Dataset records
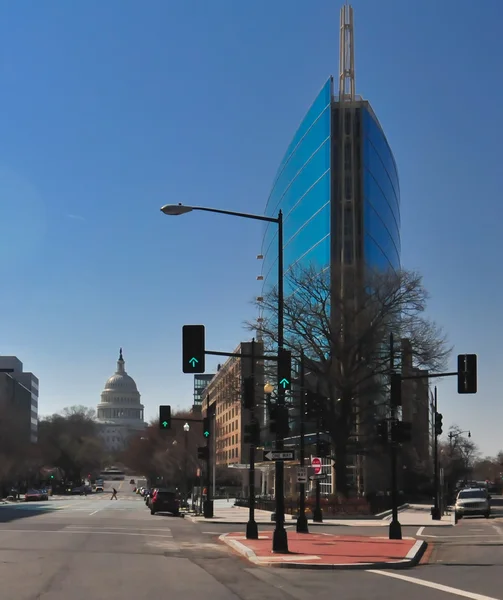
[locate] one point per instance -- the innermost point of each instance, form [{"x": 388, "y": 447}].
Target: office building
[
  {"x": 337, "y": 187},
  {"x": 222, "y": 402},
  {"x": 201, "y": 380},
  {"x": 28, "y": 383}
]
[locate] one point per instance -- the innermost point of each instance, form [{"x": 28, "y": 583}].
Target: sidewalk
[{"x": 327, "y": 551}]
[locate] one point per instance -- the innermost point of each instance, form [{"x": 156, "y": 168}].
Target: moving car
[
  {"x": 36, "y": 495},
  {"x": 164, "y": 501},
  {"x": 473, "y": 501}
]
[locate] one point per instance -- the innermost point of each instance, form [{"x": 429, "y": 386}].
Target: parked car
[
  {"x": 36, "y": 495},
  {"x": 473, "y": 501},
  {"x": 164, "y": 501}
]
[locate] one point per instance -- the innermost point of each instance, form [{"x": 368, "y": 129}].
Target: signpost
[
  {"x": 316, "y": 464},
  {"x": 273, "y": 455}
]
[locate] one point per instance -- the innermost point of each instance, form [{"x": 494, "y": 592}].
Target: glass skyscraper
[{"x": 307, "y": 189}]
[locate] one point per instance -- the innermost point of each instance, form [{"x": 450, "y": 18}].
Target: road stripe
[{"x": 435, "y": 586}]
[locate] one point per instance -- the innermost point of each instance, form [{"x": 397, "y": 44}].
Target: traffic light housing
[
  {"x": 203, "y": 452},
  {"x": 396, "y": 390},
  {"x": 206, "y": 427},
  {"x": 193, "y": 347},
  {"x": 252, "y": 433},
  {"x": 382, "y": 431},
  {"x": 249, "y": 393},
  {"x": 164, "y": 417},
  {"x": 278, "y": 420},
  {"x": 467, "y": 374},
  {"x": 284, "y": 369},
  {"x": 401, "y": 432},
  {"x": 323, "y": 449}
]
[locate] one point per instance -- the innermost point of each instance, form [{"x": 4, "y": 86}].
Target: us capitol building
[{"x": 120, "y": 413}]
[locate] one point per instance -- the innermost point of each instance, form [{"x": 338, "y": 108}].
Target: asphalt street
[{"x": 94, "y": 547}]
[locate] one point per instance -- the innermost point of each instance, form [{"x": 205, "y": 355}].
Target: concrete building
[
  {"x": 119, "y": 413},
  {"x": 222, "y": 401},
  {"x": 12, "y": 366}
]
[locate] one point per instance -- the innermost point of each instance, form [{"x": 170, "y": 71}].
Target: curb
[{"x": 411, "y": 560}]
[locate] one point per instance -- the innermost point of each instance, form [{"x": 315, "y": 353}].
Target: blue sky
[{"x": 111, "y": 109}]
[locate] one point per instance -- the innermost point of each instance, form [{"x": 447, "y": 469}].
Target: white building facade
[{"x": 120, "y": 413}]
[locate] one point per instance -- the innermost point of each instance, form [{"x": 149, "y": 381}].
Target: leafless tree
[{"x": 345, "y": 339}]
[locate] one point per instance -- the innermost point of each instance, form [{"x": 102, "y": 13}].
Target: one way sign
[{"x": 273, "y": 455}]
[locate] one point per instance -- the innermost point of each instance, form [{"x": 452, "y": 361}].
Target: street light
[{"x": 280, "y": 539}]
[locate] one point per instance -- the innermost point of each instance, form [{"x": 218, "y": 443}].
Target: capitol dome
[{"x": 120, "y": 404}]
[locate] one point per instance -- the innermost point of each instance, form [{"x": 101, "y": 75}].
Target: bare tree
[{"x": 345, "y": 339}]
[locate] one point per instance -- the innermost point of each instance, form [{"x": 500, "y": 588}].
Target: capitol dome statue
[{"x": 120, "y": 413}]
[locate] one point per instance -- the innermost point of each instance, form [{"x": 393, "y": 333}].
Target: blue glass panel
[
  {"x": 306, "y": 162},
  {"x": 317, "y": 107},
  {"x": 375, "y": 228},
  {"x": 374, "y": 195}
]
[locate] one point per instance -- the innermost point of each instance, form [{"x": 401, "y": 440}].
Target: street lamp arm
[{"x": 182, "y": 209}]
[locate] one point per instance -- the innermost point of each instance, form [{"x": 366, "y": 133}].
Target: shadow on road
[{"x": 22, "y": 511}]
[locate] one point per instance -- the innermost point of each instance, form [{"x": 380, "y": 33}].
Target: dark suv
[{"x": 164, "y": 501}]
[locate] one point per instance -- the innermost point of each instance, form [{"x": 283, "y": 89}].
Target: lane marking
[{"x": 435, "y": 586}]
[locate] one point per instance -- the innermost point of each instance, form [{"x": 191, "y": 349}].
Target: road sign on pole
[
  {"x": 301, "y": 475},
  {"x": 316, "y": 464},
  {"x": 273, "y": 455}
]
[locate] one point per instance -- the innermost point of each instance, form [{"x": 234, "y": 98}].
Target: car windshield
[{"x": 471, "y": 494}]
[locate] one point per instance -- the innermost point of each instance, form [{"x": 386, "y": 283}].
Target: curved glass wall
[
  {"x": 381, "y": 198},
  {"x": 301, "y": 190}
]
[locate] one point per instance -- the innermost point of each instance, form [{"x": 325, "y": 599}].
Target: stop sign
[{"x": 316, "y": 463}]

- AIM -
Quote the material word for word, dropping any images it holds.

- COMPLETE OUTPUT -
[locate] one point per instance -- the innermost point of each instance, form [{"x": 388, "y": 447}].
Target: office building
[
  {"x": 337, "y": 187},
  {"x": 222, "y": 402},
  {"x": 201, "y": 380},
  {"x": 28, "y": 383}
]
[locate] one point per instance -- the innermost point of each instance, form [{"x": 28, "y": 583}].
Target: sidewalk
[{"x": 327, "y": 551}]
[locate] one point per instance -- the innermost point of each instance, form [{"x": 156, "y": 168}].
Target: moving car
[
  {"x": 36, "y": 495},
  {"x": 164, "y": 501},
  {"x": 473, "y": 501}
]
[locate] one point per instance -- the innermost point of each instance, form [{"x": 429, "y": 386}].
Target: parked car
[
  {"x": 36, "y": 495},
  {"x": 473, "y": 501},
  {"x": 164, "y": 501}
]
[locate] one point per instance -- the innermost point of each instance, form [{"x": 368, "y": 129}].
Target: signpost
[
  {"x": 316, "y": 464},
  {"x": 273, "y": 455}
]
[locate] one point per instance -- the innermost point of each instance, form [{"x": 494, "y": 592}].
Target: glass skyscraper
[{"x": 307, "y": 189}]
[locate] one point per instance -- the innermost point of each instance, form [{"x": 450, "y": 18}].
Target: road stripe
[{"x": 435, "y": 586}]
[locate] one point per instance -- the innermost point of each instance, form [{"x": 397, "y": 44}].
Target: traffic light housing
[
  {"x": 203, "y": 452},
  {"x": 396, "y": 390},
  {"x": 206, "y": 427},
  {"x": 193, "y": 347},
  {"x": 252, "y": 433},
  {"x": 382, "y": 431},
  {"x": 249, "y": 393},
  {"x": 164, "y": 417},
  {"x": 278, "y": 420},
  {"x": 467, "y": 374},
  {"x": 284, "y": 369},
  {"x": 401, "y": 432},
  {"x": 323, "y": 449}
]
[locate] one point per instance -- the innermost point of each instance, form [{"x": 4, "y": 86}].
Target: us capitol building
[{"x": 120, "y": 413}]
[locate] one point per instance -- the innermost point of each instance, form [{"x": 338, "y": 108}].
Target: asphalt street
[{"x": 94, "y": 547}]
[locate] one point per instance -- the innermost point of each instance, form [{"x": 205, "y": 355}].
Target: concrete building
[
  {"x": 119, "y": 413},
  {"x": 222, "y": 401},
  {"x": 12, "y": 366}
]
[locate] one point per instance -- the innermost point of each instance, form [{"x": 170, "y": 71}].
Target: curb
[{"x": 411, "y": 560}]
[locate] one point per instance -- the innermost point of each instance, form [{"x": 315, "y": 353}].
Target: blue sky
[{"x": 111, "y": 109}]
[locate] one point per instance -- the innermost point of each instance, form [{"x": 447, "y": 469}].
Target: white building facade
[{"x": 120, "y": 413}]
[locate] one point per instance -- the innermost point of each instance, form [{"x": 149, "y": 381}].
Target: leafless tree
[{"x": 345, "y": 339}]
[locate] one point per instance -- the innermost point of each instance, form [{"x": 102, "y": 13}].
Target: one way sign
[{"x": 273, "y": 455}]
[locate] one point per instance -- the innermost point of each instance, form [{"x": 452, "y": 361}].
Target: street light
[{"x": 280, "y": 539}]
[locate] one point per instance -- the innermost point of each instance, form [{"x": 218, "y": 443}].
Target: capitol dome
[{"x": 120, "y": 404}]
[locate] one point per instance -- the innermost point of each instance, form [{"x": 101, "y": 75}].
Target: bare tree
[{"x": 345, "y": 339}]
[locate] one point per instance -- the innermost point of each instance, form [{"x": 500, "y": 588}].
Target: capitol dome statue
[{"x": 120, "y": 413}]
[locate] one point per instance -- the innermost point of each instance, form [{"x": 393, "y": 333}].
Target: blue glass panel
[
  {"x": 306, "y": 162},
  {"x": 317, "y": 107},
  {"x": 375, "y": 228},
  {"x": 374, "y": 195}
]
[locate] one point per instance -- the innermost point of each instance, form [{"x": 401, "y": 440}].
Target: street lamp arm
[{"x": 182, "y": 209}]
[locate] one point per instance -- the innermost point of each instance, form [{"x": 366, "y": 133}].
Target: shadow on road
[{"x": 22, "y": 511}]
[locate] one point per instance -- the innermost point of each instance, form [{"x": 380, "y": 33}].
Target: dark suv
[{"x": 164, "y": 501}]
[locate] one point per instance -- the innermost point of each instance, form [{"x": 283, "y": 89}].
Target: lane marking
[{"x": 435, "y": 586}]
[locate] one point per instance -- the innermost point of each instance, form [{"x": 191, "y": 349}].
Target: road sign on pole
[
  {"x": 301, "y": 475},
  {"x": 316, "y": 464},
  {"x": 273, "y": 455}
]
[locate] one point per instance -- the innermost point of each instance, form [{"x": 234, "y": 98}].
Target: car windshield
[{"x": 471, "y": 494}]
[locate] one point per instance -- the innermost point of each instance, form [{"x": 386, "y": 283}].
Target: curved glass wall
[
  {"x": 381, "y": 198},
  {"x": 301, "y": 190}
]
[locate] one point per instance -- the innermost point of each instance, form [{"x": 325, "y": 599}].
Target: stop sign
[{"x": 316, "y": 463}]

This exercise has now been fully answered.